BEGIN
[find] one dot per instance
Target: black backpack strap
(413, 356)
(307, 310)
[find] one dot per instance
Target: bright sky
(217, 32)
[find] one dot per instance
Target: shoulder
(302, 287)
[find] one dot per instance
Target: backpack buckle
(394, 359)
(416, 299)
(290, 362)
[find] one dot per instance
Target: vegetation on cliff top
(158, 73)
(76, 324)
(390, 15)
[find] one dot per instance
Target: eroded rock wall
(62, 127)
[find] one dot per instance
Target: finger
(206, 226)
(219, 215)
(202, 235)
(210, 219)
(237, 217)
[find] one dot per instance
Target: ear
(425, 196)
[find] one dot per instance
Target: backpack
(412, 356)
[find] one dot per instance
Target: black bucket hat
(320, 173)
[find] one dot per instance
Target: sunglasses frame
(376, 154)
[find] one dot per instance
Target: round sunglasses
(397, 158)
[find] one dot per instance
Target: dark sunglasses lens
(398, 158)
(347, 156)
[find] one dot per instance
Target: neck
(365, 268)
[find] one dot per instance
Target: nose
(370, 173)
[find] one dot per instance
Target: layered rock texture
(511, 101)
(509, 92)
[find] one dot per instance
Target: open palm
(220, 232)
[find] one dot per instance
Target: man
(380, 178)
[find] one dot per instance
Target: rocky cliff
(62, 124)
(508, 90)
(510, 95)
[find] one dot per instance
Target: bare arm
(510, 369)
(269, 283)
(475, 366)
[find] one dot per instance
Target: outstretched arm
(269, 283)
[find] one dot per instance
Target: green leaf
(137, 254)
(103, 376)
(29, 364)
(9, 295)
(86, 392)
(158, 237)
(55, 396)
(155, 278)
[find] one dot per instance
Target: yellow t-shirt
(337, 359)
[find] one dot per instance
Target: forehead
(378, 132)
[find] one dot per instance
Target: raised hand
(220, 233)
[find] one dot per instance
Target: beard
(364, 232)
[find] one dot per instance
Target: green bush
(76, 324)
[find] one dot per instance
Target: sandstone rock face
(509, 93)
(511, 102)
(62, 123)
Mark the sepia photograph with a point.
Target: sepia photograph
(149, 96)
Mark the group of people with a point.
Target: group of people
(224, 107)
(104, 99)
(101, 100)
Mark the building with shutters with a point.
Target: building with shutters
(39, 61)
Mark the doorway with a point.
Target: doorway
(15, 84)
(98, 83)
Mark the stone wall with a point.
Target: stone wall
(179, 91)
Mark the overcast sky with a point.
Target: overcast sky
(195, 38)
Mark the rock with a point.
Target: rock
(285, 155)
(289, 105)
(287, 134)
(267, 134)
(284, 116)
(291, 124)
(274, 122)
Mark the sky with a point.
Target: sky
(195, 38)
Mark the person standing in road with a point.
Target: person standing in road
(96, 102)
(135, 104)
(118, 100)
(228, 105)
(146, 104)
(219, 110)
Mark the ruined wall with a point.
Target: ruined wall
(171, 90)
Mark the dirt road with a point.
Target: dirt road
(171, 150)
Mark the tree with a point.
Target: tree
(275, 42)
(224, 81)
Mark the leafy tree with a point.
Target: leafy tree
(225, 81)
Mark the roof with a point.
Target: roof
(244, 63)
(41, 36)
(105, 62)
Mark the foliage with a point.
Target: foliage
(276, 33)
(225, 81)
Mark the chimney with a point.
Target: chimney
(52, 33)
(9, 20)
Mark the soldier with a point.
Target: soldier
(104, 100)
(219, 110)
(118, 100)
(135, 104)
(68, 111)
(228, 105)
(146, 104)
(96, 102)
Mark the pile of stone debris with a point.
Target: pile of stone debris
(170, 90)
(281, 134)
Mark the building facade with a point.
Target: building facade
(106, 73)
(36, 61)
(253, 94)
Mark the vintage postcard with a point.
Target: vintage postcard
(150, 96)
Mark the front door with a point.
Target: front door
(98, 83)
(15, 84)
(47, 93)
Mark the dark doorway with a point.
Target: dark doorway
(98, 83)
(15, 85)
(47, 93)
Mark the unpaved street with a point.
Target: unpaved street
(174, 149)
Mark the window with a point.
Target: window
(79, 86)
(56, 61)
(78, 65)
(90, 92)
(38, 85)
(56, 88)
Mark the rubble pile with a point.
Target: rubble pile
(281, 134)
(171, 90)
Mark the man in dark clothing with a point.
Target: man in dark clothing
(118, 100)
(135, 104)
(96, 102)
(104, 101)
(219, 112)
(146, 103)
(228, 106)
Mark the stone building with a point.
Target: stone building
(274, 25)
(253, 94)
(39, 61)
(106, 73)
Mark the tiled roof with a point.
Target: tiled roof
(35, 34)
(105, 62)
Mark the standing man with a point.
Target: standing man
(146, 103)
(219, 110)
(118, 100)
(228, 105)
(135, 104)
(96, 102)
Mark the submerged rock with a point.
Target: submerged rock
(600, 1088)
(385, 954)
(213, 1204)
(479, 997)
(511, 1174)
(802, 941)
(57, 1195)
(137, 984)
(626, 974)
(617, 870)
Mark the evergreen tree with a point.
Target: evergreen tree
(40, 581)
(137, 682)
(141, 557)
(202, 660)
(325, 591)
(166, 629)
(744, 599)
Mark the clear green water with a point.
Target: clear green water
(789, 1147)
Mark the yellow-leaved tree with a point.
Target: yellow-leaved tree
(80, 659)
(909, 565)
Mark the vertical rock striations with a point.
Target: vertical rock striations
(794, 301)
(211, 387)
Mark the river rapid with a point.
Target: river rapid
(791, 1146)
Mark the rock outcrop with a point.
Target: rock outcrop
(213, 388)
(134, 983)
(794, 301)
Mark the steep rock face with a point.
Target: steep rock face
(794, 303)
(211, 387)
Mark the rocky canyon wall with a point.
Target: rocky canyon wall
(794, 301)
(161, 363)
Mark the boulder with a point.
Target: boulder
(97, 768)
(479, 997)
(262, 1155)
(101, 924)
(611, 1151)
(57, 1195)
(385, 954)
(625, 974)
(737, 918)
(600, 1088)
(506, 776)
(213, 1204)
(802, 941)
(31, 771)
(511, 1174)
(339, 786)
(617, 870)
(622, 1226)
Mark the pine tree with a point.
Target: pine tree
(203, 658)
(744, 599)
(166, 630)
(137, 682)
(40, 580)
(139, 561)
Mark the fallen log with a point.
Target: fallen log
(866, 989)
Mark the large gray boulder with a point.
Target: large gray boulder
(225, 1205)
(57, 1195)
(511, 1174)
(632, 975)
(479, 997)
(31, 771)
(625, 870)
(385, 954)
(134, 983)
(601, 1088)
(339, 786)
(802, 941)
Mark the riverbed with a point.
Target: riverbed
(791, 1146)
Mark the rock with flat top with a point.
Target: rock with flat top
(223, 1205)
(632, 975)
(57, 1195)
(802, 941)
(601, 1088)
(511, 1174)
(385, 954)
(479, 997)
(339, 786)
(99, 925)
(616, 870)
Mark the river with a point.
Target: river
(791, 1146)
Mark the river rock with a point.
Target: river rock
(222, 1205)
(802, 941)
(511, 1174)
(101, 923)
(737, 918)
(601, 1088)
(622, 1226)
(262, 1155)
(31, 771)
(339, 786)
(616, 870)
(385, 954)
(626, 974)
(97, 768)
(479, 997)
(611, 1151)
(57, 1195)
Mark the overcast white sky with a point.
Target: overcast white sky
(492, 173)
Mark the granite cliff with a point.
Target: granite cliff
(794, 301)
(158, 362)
END
BEGIN
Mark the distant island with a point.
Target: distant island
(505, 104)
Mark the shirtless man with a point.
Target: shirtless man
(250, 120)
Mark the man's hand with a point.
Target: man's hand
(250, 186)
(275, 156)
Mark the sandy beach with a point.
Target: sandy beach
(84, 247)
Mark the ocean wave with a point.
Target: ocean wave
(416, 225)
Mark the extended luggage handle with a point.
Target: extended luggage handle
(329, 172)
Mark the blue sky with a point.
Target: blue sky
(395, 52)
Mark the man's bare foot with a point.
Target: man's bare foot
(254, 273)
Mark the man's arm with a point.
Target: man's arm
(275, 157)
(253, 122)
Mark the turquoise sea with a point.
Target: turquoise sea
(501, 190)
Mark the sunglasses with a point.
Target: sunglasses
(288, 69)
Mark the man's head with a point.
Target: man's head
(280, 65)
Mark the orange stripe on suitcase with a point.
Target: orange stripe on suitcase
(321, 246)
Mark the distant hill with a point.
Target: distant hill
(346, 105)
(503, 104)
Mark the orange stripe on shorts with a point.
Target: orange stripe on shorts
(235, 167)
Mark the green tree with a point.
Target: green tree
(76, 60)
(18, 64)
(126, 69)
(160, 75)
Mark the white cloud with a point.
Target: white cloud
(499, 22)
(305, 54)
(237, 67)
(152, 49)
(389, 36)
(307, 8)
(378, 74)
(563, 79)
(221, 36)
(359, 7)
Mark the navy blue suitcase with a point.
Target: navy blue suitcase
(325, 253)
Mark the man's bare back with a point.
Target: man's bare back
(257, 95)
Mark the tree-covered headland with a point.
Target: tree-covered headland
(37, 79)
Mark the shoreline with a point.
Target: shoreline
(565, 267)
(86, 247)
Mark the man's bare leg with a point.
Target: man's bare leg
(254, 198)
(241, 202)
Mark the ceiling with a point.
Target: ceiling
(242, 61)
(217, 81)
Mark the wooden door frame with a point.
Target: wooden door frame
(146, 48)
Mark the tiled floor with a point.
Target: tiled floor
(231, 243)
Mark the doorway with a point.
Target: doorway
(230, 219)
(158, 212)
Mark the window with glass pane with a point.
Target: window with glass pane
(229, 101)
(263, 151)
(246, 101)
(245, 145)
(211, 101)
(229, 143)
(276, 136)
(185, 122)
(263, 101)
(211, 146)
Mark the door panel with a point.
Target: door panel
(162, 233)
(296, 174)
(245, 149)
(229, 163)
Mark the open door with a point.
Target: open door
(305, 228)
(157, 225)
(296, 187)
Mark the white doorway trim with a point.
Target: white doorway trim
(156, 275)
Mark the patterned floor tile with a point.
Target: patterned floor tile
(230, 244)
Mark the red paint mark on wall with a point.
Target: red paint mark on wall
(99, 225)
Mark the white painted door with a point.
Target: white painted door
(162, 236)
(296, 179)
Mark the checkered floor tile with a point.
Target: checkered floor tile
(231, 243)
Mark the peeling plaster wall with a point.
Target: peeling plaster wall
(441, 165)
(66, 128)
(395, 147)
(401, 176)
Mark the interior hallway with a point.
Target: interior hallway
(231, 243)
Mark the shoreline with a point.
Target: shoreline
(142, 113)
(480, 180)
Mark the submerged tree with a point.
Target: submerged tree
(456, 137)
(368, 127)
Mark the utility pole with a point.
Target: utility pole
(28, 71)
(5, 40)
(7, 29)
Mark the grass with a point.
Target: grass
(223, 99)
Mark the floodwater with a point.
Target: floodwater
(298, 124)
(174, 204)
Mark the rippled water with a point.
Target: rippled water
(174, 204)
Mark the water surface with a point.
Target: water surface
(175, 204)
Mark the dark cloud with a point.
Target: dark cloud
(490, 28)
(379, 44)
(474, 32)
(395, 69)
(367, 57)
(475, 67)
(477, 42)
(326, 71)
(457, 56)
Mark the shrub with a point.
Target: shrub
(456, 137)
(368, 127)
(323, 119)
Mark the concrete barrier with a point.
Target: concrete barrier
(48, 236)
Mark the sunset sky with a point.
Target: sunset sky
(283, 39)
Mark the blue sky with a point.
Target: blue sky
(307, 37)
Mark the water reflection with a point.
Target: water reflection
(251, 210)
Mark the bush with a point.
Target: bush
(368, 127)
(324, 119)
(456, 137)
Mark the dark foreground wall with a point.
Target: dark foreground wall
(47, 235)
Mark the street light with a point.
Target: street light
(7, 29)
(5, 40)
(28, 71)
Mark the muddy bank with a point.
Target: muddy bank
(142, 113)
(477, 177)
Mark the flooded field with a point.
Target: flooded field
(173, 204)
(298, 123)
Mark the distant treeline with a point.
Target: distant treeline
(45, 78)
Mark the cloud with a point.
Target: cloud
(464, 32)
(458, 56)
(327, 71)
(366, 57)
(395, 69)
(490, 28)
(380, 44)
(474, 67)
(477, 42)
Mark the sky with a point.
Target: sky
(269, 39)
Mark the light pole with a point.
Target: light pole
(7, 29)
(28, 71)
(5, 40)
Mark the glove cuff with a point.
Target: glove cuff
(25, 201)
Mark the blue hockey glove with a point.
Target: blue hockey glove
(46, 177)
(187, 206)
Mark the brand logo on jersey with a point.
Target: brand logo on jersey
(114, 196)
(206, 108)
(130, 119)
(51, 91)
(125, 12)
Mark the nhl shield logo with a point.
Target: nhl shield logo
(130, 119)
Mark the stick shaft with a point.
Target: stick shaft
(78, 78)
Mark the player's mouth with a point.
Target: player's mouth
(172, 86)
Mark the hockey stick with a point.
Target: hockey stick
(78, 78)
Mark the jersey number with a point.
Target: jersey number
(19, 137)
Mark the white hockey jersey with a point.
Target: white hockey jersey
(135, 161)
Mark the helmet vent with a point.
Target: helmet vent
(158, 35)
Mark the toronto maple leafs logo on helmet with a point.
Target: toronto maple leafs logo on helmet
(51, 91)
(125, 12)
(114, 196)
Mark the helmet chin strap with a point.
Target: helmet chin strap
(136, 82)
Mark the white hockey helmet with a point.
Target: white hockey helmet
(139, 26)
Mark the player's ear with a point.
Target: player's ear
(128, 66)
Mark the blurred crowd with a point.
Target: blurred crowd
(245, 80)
END
**WORK INSTRUCTION**
Print again the lines of the entries above that fall between the line holding "Target: front door" and the line holding "Mark the large gray boulder with a point.", inclusive, exactly as they stand.

**TASK RESULT**
Target: front door
(98, 83)
(15, 84)
(47, 93)
Mark the dark doorway with a point.
Target: dark doorway
(98, 83)
(15, 85)
(47, 93)
Mark the unpaved street with a point.
Target: unpaved street
(174, 149)
Mark the window with a point.
Target: window
(79, 86)
(56, 61)
(78, 65)
(90, 92)
(38, 85)
(56, 88)
Mark the rubble pile with a point.
Target: rubble pile
(281, 134)
(171, 90)
Mark the man in dark clothing with a point.
Target: man in dark clothing
(118, 100)
(135, 104)
(96, 102)
(104, 101)
(219, 112)
(146, 103)
(228, 106)
Mark the stone building with a point.
Target: stone building
(274, 25)
(253, 94)
(39, 61)
(106, 73)
Mark the tiled roof with a point.
Target: tiled roof
(35, 34)
(105, 62)
Mark the standing man with a point.
Target: standing man
(146, 103)
(219, 110)
(118, 100)
(228, 105)
(135, 104)
(96, 102)
Mark the submerged rock with a point.
Target: submerged rock
(600, 1088)
(385, 954)
(213, 1204)
(479, 997)
(511, 1174)
(802, 941)
(57, 1195)
(137, 984)
(626, 974)
(617, 870)
Mark the evergreen tree with a point.
Target: evergreen tree
(40, 581)
(137, 682)
(141, 557)
(202, 660)
(325, 591)
(166, 629)
(744, 599)
Mark the clear green water with a point.
Target: clear green water
(789, 1147)
Mark the yellow-leaved tree with a point.
Target: yellow-leaved tree
(80, 659)
(909, 565)
Mark the vertical rock striations with a point.
Target: vertical rock striations
(794, 301)
(211, 387)
Mark the river rapid with a point.
Target: river rapid
(791, 1146)
Mark the rock outcrop with a point.
Target: rock outcrop
(213, 388)
(134, 983)
(794, 301)
Mark the steep rock face with a point.
Target: steep rock face
(794, 303)
(211, 387)
Mark the rocky canyon wall with a point.
Target: rocky canyon wall
(794, 301)
(161, 363)
Mark the boulder with a point.
Target: boulder
(97, 768)
(479, 997)
(262, 1155)
(101, 924)
(611, 1151)
(57, 1195)
(385, 954)
(625, 974)
(737, 918)
(600, 1088)
(506, 776)
(213, 1204)
(802, 941)
(31, 771)
(511, 1174)
(339, 786)
(617, 870)
(622, 1226)
Mark the pine tree with a point.
Target: pine tree
(203, 658)
(744, 599)
(166, 630)
(137, 682)
(40, 580)
(139, 561)
Mark the fallen log with a point.
Target: fallen log
(866, 989)
Mark the large gray boulder with a point.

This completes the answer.